_STATED TASK_
Select every line of the material that contains the string "crowd", and copy each such line in full. Treat case as significant.

_EXTRACTED RECORDS_
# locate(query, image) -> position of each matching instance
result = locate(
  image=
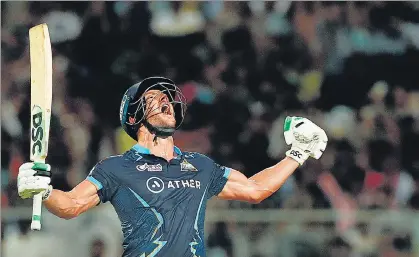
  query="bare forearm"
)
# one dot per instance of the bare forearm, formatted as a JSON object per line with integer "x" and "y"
{"x": 66, "y": 206}
{"x": 271, "y": 179}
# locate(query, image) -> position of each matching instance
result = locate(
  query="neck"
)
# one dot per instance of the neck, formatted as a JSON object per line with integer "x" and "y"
{"x": 161, "y": 147}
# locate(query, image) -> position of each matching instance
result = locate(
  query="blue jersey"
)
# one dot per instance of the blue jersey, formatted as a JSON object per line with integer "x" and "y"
{"x": 161, "y": 204}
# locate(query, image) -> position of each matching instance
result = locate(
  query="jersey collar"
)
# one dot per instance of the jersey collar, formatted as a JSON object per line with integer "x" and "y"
{"x": 143, "y": 150}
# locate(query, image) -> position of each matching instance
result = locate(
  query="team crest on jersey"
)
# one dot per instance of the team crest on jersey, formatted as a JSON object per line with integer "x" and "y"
{"x": 148, "y": 167}
{"x": 186, "y": 166}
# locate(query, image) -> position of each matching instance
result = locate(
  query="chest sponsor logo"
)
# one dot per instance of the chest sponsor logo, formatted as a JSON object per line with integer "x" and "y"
{"x": 186, "y": 166}
{"x": 157, "y": 185}
{"x": 149, "y": 167}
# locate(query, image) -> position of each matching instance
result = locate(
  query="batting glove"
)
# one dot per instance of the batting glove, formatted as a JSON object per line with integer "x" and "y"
{"x": 34, "y": 178}
{"x": 306, "y": 139}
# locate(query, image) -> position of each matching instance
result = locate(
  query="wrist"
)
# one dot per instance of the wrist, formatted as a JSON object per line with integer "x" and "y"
{"x": 47, "y": 193}
{"x": 297, "y": 154}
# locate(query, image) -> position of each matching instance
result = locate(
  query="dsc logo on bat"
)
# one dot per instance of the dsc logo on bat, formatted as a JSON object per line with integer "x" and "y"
{"x": 37, "y": 133}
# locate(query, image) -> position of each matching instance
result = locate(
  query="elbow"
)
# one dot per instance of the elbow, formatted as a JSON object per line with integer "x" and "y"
{"x": 66, "y": 214}
{"x": 255, "y": 198}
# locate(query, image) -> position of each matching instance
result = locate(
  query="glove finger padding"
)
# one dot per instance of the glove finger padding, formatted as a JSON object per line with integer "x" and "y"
{"x": 289, "y": 126}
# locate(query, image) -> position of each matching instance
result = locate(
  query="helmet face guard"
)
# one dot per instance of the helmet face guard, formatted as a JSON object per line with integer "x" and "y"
{"x": 134, "y": 110}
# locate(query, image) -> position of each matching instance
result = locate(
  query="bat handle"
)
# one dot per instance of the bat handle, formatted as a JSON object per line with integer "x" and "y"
{"x": 36, "y": 212}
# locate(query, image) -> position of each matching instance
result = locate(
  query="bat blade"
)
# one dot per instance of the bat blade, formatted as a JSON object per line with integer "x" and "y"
{"x": 41, "y": 91}
{"x": 41, "y": 100}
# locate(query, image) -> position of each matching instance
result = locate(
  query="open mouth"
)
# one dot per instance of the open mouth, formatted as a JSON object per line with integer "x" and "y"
{"x": 165, "y": 109}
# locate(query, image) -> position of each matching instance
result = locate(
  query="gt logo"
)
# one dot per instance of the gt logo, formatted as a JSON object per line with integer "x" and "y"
{"x": 37, "y": 130}
{"x": 295, "y": 153}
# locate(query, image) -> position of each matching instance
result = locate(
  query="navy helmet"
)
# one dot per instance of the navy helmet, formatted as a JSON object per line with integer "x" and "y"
{"x": 133, "y": 112}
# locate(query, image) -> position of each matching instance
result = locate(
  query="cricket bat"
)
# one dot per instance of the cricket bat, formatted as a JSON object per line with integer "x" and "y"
{"x": 41, "y": 98}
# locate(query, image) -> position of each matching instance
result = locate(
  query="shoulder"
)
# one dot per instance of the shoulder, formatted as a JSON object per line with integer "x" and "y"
{"x": 110, "y": 163}
{"x": 197, "y": 156}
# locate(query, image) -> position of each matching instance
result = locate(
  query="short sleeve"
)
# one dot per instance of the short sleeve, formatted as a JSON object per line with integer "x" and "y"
{"x": 219, "y": 179}
{"x": 102, "y": 178}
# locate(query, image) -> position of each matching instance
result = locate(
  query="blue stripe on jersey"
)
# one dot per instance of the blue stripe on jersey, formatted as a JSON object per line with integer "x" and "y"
{"x": 143, "y": 150}
{"x": 159, "y": 217}
{"x": 199, "y": 214}
{"x": 95, "y": 182}
{"x": 227, "y": 172}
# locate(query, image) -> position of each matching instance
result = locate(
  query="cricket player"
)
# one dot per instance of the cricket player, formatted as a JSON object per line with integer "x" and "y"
{"x": 159, "y": 191}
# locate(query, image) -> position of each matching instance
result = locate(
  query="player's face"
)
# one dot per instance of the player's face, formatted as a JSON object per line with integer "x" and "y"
{"x": 160, "y": 111}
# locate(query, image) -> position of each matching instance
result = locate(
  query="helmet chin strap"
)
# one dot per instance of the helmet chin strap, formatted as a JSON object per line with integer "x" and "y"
{"x": 162, "y": 132}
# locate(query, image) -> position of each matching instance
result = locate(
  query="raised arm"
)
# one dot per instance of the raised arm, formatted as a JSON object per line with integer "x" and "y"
{"x": 35, "y": 178}
{"x": 306, "y": 140}
{"x": 261, "y": 185}
{"x": 70, "y": 204}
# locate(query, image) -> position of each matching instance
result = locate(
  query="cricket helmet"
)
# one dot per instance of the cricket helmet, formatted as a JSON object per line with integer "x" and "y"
{"x": 133, "y": 110}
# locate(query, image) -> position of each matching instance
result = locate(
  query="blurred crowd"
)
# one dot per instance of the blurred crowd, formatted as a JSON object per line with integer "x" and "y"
{"x": 351, "y": 67}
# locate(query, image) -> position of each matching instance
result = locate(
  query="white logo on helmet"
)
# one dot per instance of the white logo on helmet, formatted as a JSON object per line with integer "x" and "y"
{"x": 121, "y": 109}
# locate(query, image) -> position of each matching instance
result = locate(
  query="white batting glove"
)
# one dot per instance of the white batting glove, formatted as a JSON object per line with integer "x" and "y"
{"x": 34, "y": 178}
{"x": 306, "y": 139}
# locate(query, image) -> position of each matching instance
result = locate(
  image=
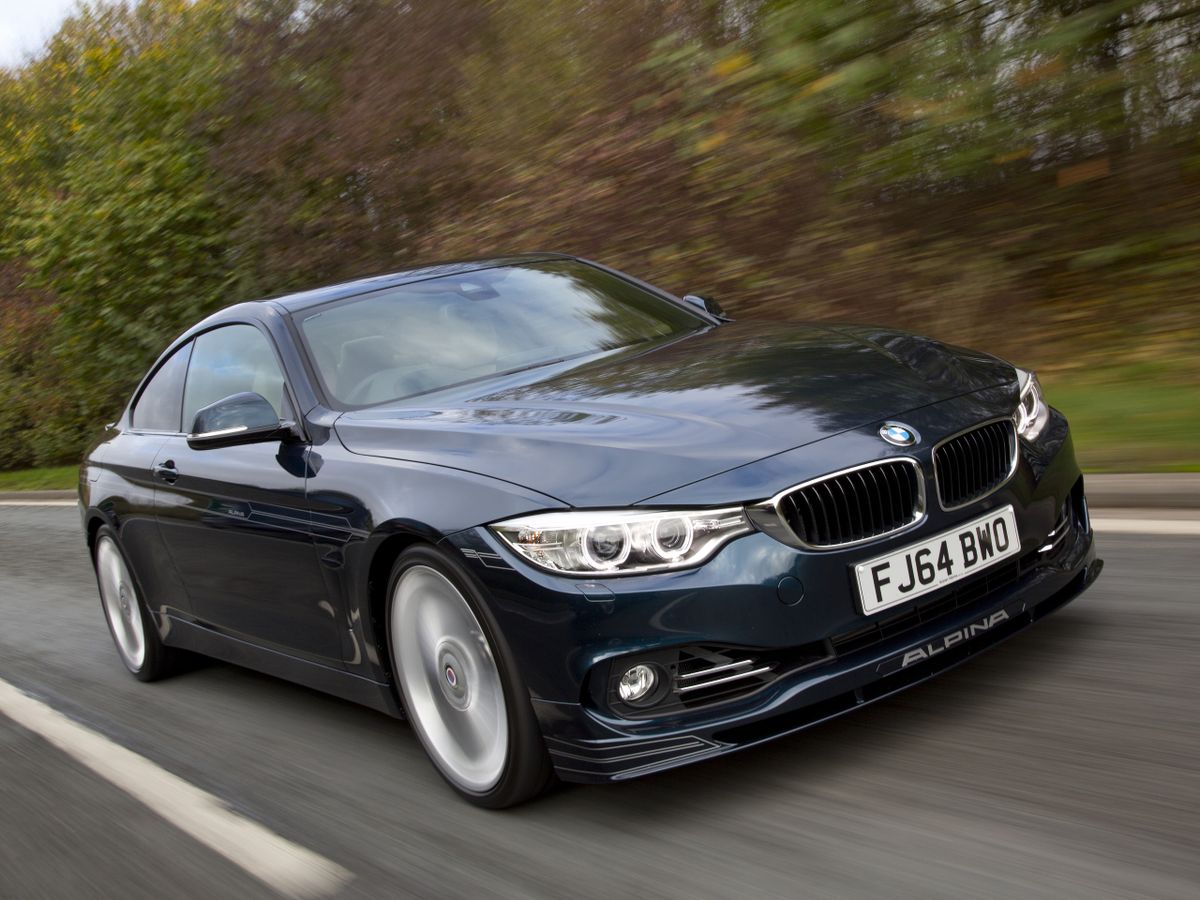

_ANSWER TO THIS TASK_
  query="blurred crowd"
# one dot per instance of the blurred crowd, formatted as a JSON object per line with integer "x" and "y"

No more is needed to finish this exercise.